[Coordinate annotation entries]
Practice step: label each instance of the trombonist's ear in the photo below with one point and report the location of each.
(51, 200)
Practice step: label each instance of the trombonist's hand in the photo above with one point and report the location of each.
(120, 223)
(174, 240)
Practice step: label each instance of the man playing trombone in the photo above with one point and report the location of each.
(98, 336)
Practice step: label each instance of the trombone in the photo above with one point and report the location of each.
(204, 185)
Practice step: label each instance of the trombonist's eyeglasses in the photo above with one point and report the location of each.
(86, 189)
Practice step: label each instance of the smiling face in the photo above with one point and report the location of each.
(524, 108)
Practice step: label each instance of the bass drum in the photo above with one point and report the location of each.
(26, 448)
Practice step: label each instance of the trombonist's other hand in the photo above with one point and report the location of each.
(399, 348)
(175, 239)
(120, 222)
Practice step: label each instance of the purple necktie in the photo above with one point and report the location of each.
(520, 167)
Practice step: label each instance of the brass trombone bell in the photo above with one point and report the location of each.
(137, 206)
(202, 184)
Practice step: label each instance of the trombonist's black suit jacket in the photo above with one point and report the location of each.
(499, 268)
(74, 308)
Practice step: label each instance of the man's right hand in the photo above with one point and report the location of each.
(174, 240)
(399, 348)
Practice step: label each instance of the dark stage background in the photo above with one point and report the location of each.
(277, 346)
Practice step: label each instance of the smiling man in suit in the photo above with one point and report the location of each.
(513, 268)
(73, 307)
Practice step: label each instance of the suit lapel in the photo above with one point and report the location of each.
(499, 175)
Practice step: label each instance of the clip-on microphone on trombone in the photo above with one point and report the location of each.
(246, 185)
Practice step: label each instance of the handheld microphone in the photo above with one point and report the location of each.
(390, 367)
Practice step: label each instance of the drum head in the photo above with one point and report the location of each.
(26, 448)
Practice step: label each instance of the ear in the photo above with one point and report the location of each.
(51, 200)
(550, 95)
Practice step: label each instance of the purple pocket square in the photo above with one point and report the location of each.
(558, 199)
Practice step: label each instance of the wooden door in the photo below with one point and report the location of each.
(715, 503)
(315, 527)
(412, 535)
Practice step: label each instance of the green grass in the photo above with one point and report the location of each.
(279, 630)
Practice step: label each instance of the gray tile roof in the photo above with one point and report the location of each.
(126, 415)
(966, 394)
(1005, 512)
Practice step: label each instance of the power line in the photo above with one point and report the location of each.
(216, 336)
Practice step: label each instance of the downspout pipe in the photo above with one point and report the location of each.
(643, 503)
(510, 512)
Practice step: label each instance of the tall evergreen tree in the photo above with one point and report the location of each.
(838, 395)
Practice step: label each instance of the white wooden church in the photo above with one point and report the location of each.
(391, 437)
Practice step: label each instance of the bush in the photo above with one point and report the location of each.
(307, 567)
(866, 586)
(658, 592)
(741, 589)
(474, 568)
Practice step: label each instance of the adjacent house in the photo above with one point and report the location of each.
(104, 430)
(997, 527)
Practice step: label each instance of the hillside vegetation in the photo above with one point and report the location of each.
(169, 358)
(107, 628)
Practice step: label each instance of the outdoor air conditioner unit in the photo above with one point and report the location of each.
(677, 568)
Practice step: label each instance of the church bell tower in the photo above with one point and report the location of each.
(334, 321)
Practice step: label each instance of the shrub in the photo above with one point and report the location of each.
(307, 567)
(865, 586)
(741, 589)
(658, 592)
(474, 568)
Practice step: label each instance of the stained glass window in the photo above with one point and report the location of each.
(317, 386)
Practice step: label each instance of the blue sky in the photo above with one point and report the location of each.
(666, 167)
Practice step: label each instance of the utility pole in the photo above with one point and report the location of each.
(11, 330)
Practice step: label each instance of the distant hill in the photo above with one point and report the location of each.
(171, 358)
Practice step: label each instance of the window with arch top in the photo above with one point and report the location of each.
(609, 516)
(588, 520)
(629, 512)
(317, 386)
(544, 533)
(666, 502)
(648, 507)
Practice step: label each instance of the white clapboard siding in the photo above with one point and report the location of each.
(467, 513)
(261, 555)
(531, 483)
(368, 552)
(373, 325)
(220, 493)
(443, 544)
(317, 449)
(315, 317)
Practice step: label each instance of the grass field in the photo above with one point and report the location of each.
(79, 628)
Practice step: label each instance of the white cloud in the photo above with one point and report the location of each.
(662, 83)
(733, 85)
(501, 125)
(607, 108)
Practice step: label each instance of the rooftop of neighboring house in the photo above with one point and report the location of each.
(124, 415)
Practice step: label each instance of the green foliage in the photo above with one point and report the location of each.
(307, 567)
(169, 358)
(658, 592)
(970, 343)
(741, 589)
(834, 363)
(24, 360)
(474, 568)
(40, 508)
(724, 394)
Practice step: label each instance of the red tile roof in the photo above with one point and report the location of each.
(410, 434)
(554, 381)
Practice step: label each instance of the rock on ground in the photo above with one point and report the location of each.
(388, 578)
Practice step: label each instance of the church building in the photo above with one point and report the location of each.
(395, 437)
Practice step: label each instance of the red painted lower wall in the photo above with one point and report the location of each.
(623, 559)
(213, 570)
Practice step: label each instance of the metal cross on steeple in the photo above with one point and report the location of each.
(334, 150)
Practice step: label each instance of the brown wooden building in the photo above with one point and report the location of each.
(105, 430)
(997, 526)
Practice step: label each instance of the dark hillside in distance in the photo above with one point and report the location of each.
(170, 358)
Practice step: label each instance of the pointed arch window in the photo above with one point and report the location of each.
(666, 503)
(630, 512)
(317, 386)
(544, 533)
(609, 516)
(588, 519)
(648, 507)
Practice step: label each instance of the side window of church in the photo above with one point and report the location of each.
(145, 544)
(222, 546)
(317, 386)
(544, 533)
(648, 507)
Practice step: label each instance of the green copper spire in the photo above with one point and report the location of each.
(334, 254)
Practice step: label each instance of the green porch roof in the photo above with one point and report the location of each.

EXERCISE OBJECTIVE | Quote all of the entries verbatim.

ANSWER TO THIS PROBLEM |
Practice step: label each instance of the trombonist's ear in the photo below with one point and report the location of each.
(51, 200)
Practice step: label each instance of the trombonist's hand in the photo above with one point and report the location of each.
(120, 223)
(174, 240)
Practice step: label each instance of the man playing trombone in the photo above with one point and report the location of each.
(98, 336)
Practice step: label each instance of the trombone in the photo above with one point and report the location of each.
(204, 185)
Practice step: label each instance of the trombonist's eyeglasses in the photo above with one point and report the location of each.
(86, 189)
Practice step: label each instance of the smiling face in the photo above with one point and report the location of each.
(524, 108)
Practice step: label each instance of the bass drum in the photo above with one point and report the location of each.
(26, 448)
Practice step: label each instance of the trombonist's other hand in the photo above with one point and report the location of each.
(399, 348)
(175, 239)
(120, 222)
Practice step: label each instance of the purple necktie in the photo above with one point and report the location of each.
(520, 167)
Practice step: label each instance of the brass trombone bell in the photo above with one point and report the location of each.
(137, 206)
(202, 184)
Practice step: label each instance of the trombonist's black suit jacket in the photo above with one point and report the location of each.
(499, 268)
(74, 308)
Practice step: label each instance of the man's right hand in the photo above with one point and report the location of each.
(174, 240)
(399, 348)
Practice step: label each instance of the dark stage background in the photo above with one point and report the location of each.
(277, 346)
Practice step: label each instance of the smiling man in suit in the photo above with one point and report the location of each.
(513, 268)
(73, 307)
Practice step: label each instance of the suit lapel in the photo above with one point and report the location of each.
(499, 175)
Practice step: label each instance of the clip-on microphone on trombone in the photo above with one point and report the location of each.
(246, 185)
Practice step: label each instance of the handheld microphone in the photo above with one point and report the location of each.
(390, 367)
Practice step: label each instance of the drum head in the photo above with one point and report the location of each.
(26, 448)
Practice step: label each instance of the ear in the photo above with one point and report the location of each.
(51, 200)
(550, 95)
Practice step: label each instance of the purple pocket square in the photo above with one point and report the location of each.
(558, 199)
Practice step: label each instance of the wooden door in the photo below with one point and report the location of each.
(715, 503)
(315, 527)
(412, 535)
Practice step: label each instance of the green grass in the photo above with one point and report the location of each.
(279, 630)
Practice step: label each instance of the gray tile roof in the photo above with one point and report the location of each.
(126, 415)
(966, 394)
(1005, 512)
Practice step: label each instance of the power line in the photo above with one point and report the location of each.
(216, 336)
Practice step: label each instance of the downspout pipe in the photo above with one point and report the location of each.
(643, 503)
(510, 512)
Practice step: label each instance of the tall evergreen tree in the photo above with one point and report the location of each.
(838, 395)
Practice step: label each instance of the white wooden church in the photo above with one point and report the location of each.
(391, 437)
Practice step: label each instance of the bush in the photo above with one point and report the location of each.
(307, 567)
(866, 586)
(658, 592)
(741, 589)
(474, 568)
Practice step: label each instance of the adjacent house in the photo above with one point and report the location of each.
(104, 430)
(997, 527)
Practice step: label each instance of the hillside vegetation in the photo above with one point and report the location of each.
(169, 358)
(107, 628)
Practice step: label each instance of the outdoor air conditioner unit in the photo above with one point and report the location of each.
(677, 568)
Practice step: label each instance of the church bell tower in the photo above with one point and report the location of each.
(334, 321)
Practice step: label each instance of the shrub in the photo above with one point and report the location of each.
(307, 567)
(865, 586)
(741, 589)
(658, 592)
(474, 568)
Practice step: label each instance of the stained glass window in the photo above with one point and report the location of each.
(317, 386)
Practice step: label each instance of the blue sky in the photo above with one point and report the location of each.
(666, 167)
Practice step: label each instance of the utility pole in the photo above with one point and report the location of each.
(11, 330)
Practice step: label each instance of the distant hill in the photo above with one point and report the location of each.
(171, 358)
Practice step: label each instance of the window with arch top in the photo above with one point and report the location of each.
(609, 516)
(588, 520)
(629, 512)
(317, 386)
(544, 533)
(666, 502)
(648, 507)
Practice step: label each instance of the white clapboard siding in the photo above with one point and report the location of each.
(467, 513)
(261, 555)
(531, 483)
(368, 552)
(373, 325)
(220, 493)
(443, 544)
(317, 449)
(315, 317)
Practice step: label each instance of the grass field in the photo above with one point and report the location of each.
(79, 628)
Practice step: label each instance of the white cloud in the photo above with one point and report the location of each.
(662, 83)
(733, 85)
(501, 125)
(607, 108)
Practice step: label each instance of the rooftop of neighboring house in the photo above with one point and report the location of each.
(124, 415)
Practice step: label each instance of the green foliage in the photo above with one point and report the location of each.
(307, 567)
(169, 358)
(658, 592)
(970, 343)
(741, 589)
(834, 363)
(24, 360)
(474, 568)
(40, 508)
(724, 394)
Practice step: label each instance of the red tile roof in the photo above with one point and report the location of each.
(410, 434)
(554, 381)
Practice step: label each instance of the rock on ground in the photo above with one point and report the location of each.
(388, 578)
Practice step: label each instance of the church building in the photo above with one point and report the location of each.
(395, 437)
Practice step: label each instance of the red painted lower wall in the photo above with one point and report the location of each.
(623, 559)
(213, 570)
Practice step: label each instance of the metal cross on steeple in the photo above with one point and report the location of each.
(334, 150)
Practice step: label each instance of the brown wooden building in the photo above with one point and report the location of each.
(105, 430)
(997, 526)
Practice step: label each instance of the dark hillside in distance in the photo above with one point and report the location of each.
(170, 358)
Practice step: label each instance of the pointed arch window in the photo above with one point and report the location of each.
(666, 503)
(630, 512)
(317, 386)
(544, 533)
(609, 516)
(588, 519)
(648, 507)
Practice step: label each instance of the side window of church in the photo above with one point and report the location of each.
(145, 544)
(222, 546)
(317, 386)
(544, 533)
(648, 507)
Practice step: label each instance of the green copper spire in the photo above with one point and report the location of each.
(334, 254)
Practice step: label each instance of the green porch roof in the photo above with one point and report the location of each.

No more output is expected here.